* **Exercise task**:
Rewrite every line of the entries below as a numbered list, leaving out any blank lines.

* **Given data**:

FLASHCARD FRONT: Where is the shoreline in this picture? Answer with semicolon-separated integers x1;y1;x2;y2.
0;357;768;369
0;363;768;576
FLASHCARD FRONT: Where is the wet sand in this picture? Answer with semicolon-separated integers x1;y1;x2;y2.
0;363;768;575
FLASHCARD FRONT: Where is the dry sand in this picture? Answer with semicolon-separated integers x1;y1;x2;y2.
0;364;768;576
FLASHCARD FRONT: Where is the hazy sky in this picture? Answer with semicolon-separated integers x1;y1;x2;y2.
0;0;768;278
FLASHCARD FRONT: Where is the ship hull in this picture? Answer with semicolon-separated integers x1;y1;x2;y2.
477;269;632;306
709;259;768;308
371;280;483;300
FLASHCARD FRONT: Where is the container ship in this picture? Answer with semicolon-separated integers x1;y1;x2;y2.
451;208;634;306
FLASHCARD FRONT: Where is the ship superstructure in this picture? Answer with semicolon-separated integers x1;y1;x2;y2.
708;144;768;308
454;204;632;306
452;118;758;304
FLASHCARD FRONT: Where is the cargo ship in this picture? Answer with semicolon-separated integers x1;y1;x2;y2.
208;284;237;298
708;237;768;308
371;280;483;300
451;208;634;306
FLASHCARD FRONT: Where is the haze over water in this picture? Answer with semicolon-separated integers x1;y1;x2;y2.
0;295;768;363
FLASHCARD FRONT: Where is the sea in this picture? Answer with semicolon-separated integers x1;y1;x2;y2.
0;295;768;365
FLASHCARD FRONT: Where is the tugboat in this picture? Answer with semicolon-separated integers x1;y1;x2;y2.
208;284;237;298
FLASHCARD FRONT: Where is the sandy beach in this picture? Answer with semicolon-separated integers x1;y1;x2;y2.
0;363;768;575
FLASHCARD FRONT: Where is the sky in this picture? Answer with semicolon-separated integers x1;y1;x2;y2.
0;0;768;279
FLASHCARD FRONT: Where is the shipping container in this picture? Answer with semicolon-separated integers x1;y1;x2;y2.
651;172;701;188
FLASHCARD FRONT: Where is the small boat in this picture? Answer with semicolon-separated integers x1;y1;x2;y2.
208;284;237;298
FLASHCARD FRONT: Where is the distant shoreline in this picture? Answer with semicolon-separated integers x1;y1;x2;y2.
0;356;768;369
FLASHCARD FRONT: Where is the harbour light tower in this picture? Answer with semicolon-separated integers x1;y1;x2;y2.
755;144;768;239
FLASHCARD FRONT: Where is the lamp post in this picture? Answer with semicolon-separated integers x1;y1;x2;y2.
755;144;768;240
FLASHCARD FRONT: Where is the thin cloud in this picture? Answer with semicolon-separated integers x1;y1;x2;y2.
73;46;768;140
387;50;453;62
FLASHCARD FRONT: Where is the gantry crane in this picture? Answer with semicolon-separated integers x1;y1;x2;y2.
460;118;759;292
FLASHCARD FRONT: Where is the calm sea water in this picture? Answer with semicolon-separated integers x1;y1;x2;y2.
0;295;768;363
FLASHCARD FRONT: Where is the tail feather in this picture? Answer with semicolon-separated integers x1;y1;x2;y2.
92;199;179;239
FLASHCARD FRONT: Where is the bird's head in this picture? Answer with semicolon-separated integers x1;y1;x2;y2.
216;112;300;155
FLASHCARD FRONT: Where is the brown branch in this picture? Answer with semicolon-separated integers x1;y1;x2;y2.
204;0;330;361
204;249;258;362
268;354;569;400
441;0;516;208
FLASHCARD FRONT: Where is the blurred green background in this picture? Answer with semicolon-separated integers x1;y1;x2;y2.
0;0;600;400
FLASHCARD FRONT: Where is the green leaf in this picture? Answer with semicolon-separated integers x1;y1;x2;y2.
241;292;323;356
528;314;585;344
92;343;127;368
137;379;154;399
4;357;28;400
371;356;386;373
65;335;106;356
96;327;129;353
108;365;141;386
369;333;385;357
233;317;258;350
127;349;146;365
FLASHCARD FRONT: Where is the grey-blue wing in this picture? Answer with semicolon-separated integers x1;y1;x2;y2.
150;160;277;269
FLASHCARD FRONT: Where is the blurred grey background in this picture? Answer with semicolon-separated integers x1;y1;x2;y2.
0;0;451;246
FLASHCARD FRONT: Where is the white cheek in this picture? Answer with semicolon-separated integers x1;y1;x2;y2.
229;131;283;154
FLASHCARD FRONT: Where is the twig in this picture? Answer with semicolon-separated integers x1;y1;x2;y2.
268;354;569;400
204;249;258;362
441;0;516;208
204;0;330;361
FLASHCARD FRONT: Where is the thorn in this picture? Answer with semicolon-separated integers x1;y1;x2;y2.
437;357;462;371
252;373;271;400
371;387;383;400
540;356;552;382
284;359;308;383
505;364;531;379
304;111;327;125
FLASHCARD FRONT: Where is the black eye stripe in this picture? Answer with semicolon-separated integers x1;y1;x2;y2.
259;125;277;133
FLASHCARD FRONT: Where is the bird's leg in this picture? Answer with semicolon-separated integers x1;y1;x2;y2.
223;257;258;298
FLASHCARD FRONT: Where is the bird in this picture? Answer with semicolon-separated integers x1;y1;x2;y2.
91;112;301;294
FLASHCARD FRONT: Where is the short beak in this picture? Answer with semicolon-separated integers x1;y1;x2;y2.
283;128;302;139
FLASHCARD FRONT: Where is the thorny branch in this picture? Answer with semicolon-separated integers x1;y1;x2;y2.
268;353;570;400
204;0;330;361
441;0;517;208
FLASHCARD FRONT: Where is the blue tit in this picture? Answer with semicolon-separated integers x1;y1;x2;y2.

* **Final result**:
1. FLASHCARD FRONT: Where is the shoreline in this picture? Answer with semicolon-separated integers x1;y1;x2;y2.
2. 0;357;768;369
3. 0;363;768;576
4. FLASHCARD FRONT: Where is the wet sand in this picture? Answer with semicolon-separated integers x1;y1;x2;y2.
5. 0;363;768;575
6. FLASHCARD FRONT: Where is the dry sand in this picture? Answer with semicolon-separated integers x1;y1;x2;y2.
7. 0;364;768;576
8. FLASHCARD FRONT: Where is the hazy sky in this picture? Answer with semicolon-separated integers x1;y1;x2;y2.
9. 0;0;768;278
10. FLASHCARD FRONT: Where is the ship hull in this picture? Answer with semicolon-separated integers x1;y1;x2;y2.
11. 477;269;632;306
12. 709;259;768;308
13. 371;280;483;300
14. FLASHCARD FRONT: Where is the container ship in this picture? Answer with semicolon-separated integers x1;y1;x2;y2.
15. 451;208;634;306
16. FLASHCARD FRONT: Where is the ship superstructure in this picture? Answer with semicolon-separated integers x1;y1;x2;y2.
17. 708;144;768;308
18. 454;204;632;306
19. 452;118;758;304
20. FLASHCARD FRONT: Where is the cargo ship in this picture? Answer with semicolon-separated integers x1;y1;x2;y2.
21. 208;284;237;298
22. 708;237;768;308
23. 371;280;483;300
24. 451;208;634;306
25. FLASHCARD FRONT: Where is the haze over water in this picture? Answer with semicolon-separated integers x1;y1;x2;y2.
26. 0;295;768;363
27. FLASHCARD FRONT: Where is the sea in this picture? Answer with semicolon-separated integers x1;y1;x2;y2.
28. 0;295;768;365
29. FLASHCARD FRONT: Where is the tugboat in this picture? Answer with semicolon-separated integers x1;y1;x2;y2.
30. 208;284;237;298
31. FLASHCARD FRONT: Where is the sandy beach in this picture? Answer with semicolon-separated integers x1;y1;x2;y2.
32. 0;363;768;575
33. FLASHCARD FRONT: Where is the sky in this picture? Answer with semicolon-separated integers x1;y1;x2;y2.
34. 0;0;768;279
35. FLASHCARD FRONT: Where is the shipping container in this picture? Answer with semicolon-separated integers x1;y1;x2;y2.
36. 651;172;701;188
37. FLASHCARD FRONT: Where is the small boat in this picture? Answer with semicolon-separated integers x1;y1;x2;y2.
38. 208;284;237;298
39. FLASHCARD FRONT: Where is the distant shoreline in this picture? Answer with semicolon-separated integers x1;y1;x2;y2.
40. 0;356;768;369
41. FLASHCARD FRONT: Where is the harbour light tower in this picture? Answer with semicolon-separated integers x1;y1;x2;y2.
42. 755;144;768;239
43. FLASHCARD FRONT: Where is the lamp post in this picture? Answer with semicolon-separated integers x1;y1;x2;y2.
44. 755;144;768;240
45. FLASHCARD FRONT: Where is the thin cloud in this picture? Answer with semicolon-separated integers x1;y1;x2;y2.
46. 73;46;768;140
47. 387;50;453;62
48. FLASHCARD FRONT: Where is the gantry crane in this picture? Answer with semicolon-separated integers x1;y1;x2;y2.
49. 460;118;759;292
50. FLASHCARD FRONT: Where is the calm sea water in this picture? Answer with semicolon-separated integers x1;y1;x2;y2.
51. 0;295;768;363
52. FLASHCARD FRONT: Where is the tail feather in this picture? Answer with semicolon-separated integers x1;y1;x2;y2.
53. 92;199;179;239
54. FLASHCARD FRONT: Where is the bird's head in this picture? Answer with semicolon-separated integers x1;y1;x2;y2.
55. 216;112;300;155
56. FLASHCARD FRONT: Where is the brown branch in this picture? Answer with semicolon-separated integers x1;y1;x2;y2.
57. 204;0;330;361
58. 204;249;258;362
59. 268;354;569;400
60. 441;0;516;208
61. FLASHCARD FRONT: Where is the blurred green background in this picture? Answer with semicolon-separated integers x1;y1;x2;y2.
62. 0;0;600;400
63. FLASHCARD FRONT: Where is the green leaf in this picture? Answer with semicolon-separated integers x1;y1;x2;y2.
64. 241;292;323;356
65. 528;314;585;344
66. 92;343;127;368
67. 137;379;154;399
68. 4;357;28;400
69. 371;356;386;373
70. 65;335;106;356
71. 96;327;129;353
72. 108;365;141;386
73. 369;333;385;357
74. 233;317;258;350
75. 127;349;146;365
76. FLASHCARD FRONT: Where is the grey-blue wing in this picture? Answer with semicolon-separated integers x1;y1;x2;y2.
77. 150;160;277;269
78. FLASHCARD FRONT: Where is the blurred grey background in this picture? Answer with semicolon-separated integers x1;y1;x2;y2.
79. 0;0;451;246
80. FLASHCARD FRONT: Where is the white cheek in this picture? Answer with semicolon-separated integers x1;y1;x2;y2.
81. 229;131;283;154
82. FLASHCARD FRONT: Where is the twig in this picture? Answer with semicolon-separated integers x1;y1;x2;y2.
83. 268;354;569;400
84. 204;249;258;362
85. 441;0;516;208
86. 204;0;330;361
87. FLASHCARD FRONT: Where is the thorn in this picture? Answer with semicolon-separated integers x1;y1;x2;y2.
88. 437;357;462;371
89. 252;373;271;400
90. 371;387;383;400
91. 540;356;552;382
92. 284;359;308;383
93. 505;364;531;379
94. 304;111;327;125
95. FLASHCARD FRONT: Where is the black eye stripe in this picture? Answer with semicolon-separated integers x1;y1;x2;y2.
96. 259;125;277;133
97. FLASHCARD FRONT: Where is the bird's leg in this picture? Answer with semicolon-separated integers x1;y1;x2;y2.
98. 223;257;258;298
99. FLASHCARD FRONT: Where is the bird in this picture? Answer with semicolon-separated integers x1;y1;x2;y2.
100. 91;112;301;294
101. FLASHCARD FRONT: Where is the short beak in this picture? Answer with semicolon-separated integers x1;y1;x2;y2.
102. 283;128;302;139
103. FLASHCARD FRONT: Where is the thorny branch in this picture? Answer with semicolon-separated integers x1;y1;x2;y2.
104. 268;353;570;400
105. 204;0;330;361
106. 441;0;517;208
107. FLASHCARD FRONT: Where is the blue tit in this picture? Answer with semicolon-separated integers x1;y1;x2;y2.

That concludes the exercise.